Your goal: Take the lines below between the one holding "line in the image above." and the one holding "cloud in the image above.", inclusive, and copy them exactly. Add nothing.

Stored data entries:
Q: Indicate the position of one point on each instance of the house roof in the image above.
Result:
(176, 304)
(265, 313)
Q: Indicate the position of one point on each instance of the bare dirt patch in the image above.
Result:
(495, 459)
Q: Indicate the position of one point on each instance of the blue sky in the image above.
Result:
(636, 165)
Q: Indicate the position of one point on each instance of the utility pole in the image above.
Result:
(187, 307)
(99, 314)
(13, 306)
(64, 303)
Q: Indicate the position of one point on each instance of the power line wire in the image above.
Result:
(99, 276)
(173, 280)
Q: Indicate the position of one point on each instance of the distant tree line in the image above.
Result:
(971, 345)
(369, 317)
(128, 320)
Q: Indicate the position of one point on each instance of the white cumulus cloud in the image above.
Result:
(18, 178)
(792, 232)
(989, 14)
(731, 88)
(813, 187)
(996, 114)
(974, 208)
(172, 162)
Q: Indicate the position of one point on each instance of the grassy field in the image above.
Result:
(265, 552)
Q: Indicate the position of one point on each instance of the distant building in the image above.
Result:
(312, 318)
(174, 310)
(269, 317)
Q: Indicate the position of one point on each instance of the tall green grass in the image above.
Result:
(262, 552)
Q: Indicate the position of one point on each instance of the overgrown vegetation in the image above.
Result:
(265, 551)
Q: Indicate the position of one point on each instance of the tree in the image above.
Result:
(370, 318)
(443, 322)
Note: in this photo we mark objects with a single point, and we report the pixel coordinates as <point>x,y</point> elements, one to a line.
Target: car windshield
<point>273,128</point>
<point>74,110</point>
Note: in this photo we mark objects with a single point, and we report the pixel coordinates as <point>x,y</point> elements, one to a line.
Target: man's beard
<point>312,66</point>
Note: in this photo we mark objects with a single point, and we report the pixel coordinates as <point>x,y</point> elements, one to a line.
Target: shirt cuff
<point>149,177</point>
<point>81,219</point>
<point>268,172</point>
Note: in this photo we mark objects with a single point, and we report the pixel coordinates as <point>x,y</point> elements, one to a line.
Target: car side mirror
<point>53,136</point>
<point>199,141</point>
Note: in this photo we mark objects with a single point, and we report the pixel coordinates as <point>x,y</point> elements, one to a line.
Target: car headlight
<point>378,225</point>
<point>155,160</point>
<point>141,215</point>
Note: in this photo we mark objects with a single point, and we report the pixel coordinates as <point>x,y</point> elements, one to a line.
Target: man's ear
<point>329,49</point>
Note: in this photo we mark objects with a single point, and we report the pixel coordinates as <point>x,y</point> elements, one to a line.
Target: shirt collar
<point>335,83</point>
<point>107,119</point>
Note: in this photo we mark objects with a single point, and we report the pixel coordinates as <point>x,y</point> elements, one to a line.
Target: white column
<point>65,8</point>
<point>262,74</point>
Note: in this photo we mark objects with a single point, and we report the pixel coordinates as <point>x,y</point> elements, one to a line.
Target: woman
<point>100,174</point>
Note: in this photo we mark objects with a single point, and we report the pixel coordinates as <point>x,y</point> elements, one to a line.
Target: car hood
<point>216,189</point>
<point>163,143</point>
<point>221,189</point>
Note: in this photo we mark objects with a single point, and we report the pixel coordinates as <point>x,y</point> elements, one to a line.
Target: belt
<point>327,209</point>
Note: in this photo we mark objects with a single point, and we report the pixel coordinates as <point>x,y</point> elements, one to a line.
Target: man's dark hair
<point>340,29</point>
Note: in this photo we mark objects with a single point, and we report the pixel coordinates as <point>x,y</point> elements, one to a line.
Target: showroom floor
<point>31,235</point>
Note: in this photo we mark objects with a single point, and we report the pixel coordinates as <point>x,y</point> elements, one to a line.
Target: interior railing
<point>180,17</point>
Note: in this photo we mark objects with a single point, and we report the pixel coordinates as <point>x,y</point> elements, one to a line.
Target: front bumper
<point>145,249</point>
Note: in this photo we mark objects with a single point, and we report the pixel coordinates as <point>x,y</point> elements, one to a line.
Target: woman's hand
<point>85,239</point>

Output of the exercise:
Q: Indicate the position of one point on each instance of the distant tree line in the image above.
Result:
(971, 345)
(369, 317)
(128, 320)
Q: Indicate the position of one point on each instance of the white cumulus cloud in the image above.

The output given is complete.